# Text under study:
+--
Storytelling and dementia – ‘Burnt Sugar’

December 21, 2020

Written by Dr Karen Harrison Dening, Head of Research & Publications at Dementia UK.

I await the outcome of the Booker Prize results with relish and annually challenge myself to at least have read the final shortlisted books.  Interestingly one of those shortlisted this year included a novel that featured a character with dementia.  

Burnt Sugar by Avni Doshi is the story of a motherdaughter relationship spanning several decades. The story is based in Bombay, India, and tells of the mother Tara’s arranged and loveless marriage, which fails. 

Tara is a child of the sixties and eventually resists the constraints of culture and tradition of her marriage and joins the community of an ashram, taking her young daughter, Antara, with her.  Tara immediately enters a relationship with its spiritual leader and abandons her daughter to the care of other community members.
+--
# Extracted entries:
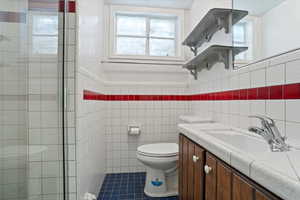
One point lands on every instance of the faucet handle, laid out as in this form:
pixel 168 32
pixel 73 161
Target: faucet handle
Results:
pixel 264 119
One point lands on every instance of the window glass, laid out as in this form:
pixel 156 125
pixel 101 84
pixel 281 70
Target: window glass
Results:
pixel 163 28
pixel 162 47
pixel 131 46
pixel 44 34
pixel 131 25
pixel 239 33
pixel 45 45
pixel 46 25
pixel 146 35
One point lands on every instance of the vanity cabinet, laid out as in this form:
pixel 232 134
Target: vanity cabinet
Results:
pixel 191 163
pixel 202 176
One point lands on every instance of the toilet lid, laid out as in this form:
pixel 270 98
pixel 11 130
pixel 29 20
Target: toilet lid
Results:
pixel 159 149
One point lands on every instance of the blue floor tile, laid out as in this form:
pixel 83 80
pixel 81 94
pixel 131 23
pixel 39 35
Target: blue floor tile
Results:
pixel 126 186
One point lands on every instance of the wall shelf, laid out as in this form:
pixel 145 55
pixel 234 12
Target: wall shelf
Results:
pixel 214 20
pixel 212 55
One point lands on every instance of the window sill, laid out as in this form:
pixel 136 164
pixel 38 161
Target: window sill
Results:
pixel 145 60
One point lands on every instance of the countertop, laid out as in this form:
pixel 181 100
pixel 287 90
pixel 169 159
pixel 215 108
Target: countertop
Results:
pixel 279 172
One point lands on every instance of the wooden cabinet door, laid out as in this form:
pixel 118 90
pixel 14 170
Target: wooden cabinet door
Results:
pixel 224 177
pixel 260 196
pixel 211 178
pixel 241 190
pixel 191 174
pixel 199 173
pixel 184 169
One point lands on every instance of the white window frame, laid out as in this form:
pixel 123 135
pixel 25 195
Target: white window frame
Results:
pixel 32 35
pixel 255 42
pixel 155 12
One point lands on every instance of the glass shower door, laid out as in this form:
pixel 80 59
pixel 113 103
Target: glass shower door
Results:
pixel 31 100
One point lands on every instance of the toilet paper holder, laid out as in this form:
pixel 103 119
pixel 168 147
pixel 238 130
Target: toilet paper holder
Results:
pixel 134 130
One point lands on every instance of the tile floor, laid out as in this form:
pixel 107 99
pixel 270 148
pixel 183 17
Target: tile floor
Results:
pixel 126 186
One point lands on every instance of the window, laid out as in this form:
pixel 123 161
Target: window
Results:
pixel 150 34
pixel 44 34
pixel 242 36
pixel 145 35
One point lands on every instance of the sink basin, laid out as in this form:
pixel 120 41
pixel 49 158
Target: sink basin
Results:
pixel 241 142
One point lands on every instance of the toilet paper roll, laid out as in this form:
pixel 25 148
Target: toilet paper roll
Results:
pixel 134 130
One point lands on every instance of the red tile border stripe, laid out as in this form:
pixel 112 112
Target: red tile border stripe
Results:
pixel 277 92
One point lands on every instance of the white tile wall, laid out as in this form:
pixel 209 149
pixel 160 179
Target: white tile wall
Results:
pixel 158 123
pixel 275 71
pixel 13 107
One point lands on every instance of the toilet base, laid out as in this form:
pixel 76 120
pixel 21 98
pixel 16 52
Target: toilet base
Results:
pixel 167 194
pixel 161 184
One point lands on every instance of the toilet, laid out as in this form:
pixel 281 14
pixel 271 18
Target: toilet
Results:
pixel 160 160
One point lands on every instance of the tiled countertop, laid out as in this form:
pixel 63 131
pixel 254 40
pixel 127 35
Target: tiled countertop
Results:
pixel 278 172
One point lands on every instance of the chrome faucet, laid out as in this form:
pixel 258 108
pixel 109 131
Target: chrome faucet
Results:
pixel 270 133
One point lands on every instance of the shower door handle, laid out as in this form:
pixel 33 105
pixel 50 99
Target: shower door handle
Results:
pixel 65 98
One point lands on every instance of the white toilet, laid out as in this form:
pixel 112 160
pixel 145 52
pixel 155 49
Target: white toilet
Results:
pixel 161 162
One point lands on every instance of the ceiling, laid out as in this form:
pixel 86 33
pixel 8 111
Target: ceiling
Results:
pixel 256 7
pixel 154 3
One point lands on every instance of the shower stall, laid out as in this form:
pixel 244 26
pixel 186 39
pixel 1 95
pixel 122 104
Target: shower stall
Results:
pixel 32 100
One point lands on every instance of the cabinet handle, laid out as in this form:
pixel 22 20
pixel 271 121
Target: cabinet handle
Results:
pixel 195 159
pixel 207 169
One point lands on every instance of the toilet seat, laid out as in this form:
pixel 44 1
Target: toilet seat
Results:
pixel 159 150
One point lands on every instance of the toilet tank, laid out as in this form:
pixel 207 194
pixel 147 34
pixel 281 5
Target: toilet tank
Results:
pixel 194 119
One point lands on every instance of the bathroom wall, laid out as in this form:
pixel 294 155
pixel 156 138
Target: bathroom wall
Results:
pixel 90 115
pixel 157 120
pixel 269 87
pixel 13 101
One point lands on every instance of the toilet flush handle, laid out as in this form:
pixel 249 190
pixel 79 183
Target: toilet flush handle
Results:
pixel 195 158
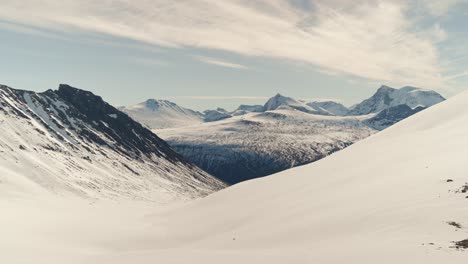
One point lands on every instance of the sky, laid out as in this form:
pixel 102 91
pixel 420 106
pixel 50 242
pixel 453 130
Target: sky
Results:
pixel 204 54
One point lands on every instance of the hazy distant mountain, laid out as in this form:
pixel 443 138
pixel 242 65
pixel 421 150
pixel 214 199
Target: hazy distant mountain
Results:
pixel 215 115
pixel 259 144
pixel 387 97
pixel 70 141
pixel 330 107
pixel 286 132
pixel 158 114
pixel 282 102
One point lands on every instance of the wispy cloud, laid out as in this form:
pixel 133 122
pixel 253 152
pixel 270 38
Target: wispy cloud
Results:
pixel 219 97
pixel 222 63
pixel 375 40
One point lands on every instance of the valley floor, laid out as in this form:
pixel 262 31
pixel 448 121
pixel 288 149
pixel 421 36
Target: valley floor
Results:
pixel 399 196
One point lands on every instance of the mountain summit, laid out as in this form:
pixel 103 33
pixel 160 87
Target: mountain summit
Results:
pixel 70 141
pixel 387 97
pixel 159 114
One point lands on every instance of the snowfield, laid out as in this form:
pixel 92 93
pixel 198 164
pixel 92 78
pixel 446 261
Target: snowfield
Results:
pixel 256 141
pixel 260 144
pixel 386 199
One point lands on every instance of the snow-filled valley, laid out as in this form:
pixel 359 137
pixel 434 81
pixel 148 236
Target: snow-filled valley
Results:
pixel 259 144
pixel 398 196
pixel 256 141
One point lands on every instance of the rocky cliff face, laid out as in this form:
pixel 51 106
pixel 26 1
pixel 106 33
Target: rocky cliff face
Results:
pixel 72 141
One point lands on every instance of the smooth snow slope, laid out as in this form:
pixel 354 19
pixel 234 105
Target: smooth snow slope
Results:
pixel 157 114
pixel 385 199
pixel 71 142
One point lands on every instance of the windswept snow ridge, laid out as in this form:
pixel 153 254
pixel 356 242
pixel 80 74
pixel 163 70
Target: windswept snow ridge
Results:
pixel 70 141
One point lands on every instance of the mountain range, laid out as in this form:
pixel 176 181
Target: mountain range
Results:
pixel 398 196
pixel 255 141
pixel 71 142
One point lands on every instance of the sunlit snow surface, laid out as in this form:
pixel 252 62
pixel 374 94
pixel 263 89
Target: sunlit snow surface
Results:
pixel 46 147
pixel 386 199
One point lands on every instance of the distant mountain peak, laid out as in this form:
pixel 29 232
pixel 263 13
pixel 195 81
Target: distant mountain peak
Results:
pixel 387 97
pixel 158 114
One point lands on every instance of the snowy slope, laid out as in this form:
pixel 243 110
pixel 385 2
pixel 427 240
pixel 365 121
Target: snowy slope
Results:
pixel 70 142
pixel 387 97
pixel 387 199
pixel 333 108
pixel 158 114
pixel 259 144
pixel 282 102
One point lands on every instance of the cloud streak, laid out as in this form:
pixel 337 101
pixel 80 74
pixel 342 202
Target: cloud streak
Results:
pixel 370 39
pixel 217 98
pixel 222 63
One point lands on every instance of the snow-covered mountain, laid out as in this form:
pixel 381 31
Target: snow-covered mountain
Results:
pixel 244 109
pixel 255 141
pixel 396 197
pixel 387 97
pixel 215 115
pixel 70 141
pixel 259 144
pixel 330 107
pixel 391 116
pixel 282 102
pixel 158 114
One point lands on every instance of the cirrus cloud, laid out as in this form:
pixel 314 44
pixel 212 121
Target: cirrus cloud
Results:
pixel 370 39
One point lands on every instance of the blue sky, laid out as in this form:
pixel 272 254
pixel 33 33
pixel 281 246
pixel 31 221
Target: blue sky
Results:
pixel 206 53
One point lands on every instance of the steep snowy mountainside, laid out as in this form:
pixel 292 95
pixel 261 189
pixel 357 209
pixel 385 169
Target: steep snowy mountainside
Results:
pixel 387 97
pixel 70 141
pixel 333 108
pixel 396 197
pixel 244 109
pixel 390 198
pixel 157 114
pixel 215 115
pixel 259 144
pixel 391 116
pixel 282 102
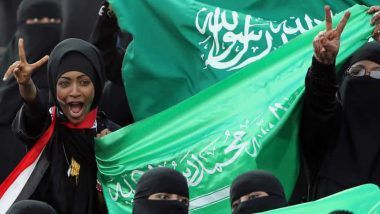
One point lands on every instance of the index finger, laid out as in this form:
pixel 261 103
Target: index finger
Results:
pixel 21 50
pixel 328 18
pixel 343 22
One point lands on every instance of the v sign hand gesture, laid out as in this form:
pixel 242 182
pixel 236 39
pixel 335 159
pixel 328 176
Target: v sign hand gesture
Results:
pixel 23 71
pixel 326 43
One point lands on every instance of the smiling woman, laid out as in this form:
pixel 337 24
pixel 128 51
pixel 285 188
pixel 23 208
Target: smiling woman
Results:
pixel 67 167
+--
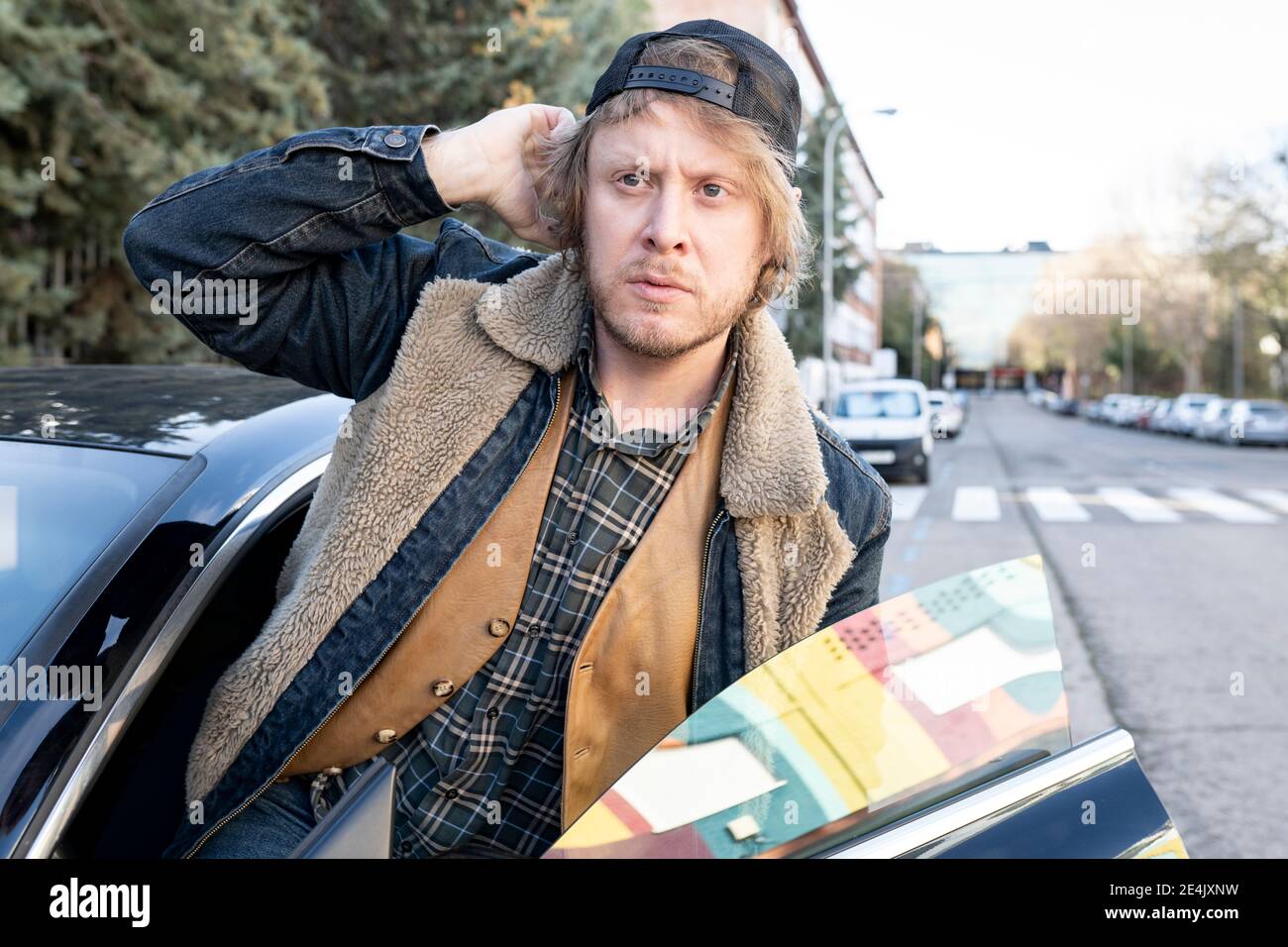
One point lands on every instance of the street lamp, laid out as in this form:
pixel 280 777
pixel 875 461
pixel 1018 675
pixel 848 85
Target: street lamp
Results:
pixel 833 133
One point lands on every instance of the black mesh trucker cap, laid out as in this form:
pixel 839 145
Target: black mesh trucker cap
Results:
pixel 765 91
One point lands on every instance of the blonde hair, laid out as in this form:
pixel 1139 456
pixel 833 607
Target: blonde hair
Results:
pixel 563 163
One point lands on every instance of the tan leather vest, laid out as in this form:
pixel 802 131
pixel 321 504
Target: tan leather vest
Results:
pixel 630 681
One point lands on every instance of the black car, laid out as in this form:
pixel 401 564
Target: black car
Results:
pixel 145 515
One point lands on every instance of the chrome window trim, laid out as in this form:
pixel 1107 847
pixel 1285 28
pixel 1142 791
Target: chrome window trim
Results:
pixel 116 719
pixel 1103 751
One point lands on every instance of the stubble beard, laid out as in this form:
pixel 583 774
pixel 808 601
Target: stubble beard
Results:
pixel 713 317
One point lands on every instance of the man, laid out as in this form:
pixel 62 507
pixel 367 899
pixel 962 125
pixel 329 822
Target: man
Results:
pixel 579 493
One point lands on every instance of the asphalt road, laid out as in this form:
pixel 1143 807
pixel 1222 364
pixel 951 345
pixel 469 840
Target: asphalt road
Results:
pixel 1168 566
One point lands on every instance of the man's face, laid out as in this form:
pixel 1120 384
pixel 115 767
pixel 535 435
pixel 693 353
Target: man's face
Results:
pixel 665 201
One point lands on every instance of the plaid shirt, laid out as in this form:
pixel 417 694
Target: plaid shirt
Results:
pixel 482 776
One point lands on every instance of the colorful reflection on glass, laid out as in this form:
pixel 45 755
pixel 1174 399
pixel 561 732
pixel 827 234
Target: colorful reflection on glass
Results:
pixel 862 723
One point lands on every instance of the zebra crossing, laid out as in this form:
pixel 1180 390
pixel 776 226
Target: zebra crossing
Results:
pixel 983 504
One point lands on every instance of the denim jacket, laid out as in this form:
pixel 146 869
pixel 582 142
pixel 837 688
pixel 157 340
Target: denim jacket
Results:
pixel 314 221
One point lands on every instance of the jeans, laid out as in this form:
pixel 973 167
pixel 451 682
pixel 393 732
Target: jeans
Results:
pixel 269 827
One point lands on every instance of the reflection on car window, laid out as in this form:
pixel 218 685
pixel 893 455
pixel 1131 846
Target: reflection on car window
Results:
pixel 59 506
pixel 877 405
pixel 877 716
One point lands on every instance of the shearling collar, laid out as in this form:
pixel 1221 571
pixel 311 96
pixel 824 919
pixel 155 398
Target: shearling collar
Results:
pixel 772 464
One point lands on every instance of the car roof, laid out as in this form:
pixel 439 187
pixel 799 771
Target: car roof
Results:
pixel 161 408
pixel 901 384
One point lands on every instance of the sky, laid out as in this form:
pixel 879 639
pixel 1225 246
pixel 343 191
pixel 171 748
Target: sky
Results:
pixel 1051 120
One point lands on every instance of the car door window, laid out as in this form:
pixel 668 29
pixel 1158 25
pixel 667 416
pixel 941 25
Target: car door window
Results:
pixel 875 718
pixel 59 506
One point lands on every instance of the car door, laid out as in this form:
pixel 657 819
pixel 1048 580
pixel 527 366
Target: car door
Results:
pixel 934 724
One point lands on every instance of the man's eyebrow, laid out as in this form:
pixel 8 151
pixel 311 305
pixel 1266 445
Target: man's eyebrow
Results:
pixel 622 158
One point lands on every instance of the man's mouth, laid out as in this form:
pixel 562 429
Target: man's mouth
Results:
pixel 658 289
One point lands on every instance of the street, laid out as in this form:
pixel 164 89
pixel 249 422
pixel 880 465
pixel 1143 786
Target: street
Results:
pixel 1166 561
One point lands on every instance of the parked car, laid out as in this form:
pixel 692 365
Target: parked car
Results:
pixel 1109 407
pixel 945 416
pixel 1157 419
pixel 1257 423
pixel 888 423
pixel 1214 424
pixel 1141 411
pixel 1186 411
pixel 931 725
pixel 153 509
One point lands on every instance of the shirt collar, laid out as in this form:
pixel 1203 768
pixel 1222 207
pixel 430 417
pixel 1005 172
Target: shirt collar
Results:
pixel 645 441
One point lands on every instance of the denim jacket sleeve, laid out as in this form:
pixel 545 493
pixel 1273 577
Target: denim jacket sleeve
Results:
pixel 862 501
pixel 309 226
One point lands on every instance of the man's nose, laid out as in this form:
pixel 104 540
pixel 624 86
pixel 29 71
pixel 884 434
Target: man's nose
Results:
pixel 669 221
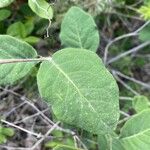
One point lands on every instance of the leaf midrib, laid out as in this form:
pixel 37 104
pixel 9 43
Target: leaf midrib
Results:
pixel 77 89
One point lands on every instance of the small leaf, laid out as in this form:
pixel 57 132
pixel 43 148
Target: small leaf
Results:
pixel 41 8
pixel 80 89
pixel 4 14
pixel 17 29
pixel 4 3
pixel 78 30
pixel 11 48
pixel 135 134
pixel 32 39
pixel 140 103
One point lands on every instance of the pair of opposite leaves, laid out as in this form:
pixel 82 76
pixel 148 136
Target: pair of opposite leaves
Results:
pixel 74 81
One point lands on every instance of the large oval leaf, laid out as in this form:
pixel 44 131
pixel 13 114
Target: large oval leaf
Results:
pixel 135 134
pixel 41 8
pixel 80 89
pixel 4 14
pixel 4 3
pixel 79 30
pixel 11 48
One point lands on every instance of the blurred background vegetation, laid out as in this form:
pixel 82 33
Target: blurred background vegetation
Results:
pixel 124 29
+--
In the post about Burnt Sugar and dementia, which city is the novel's story set in?

# Response to the exercise:
Bombay, India.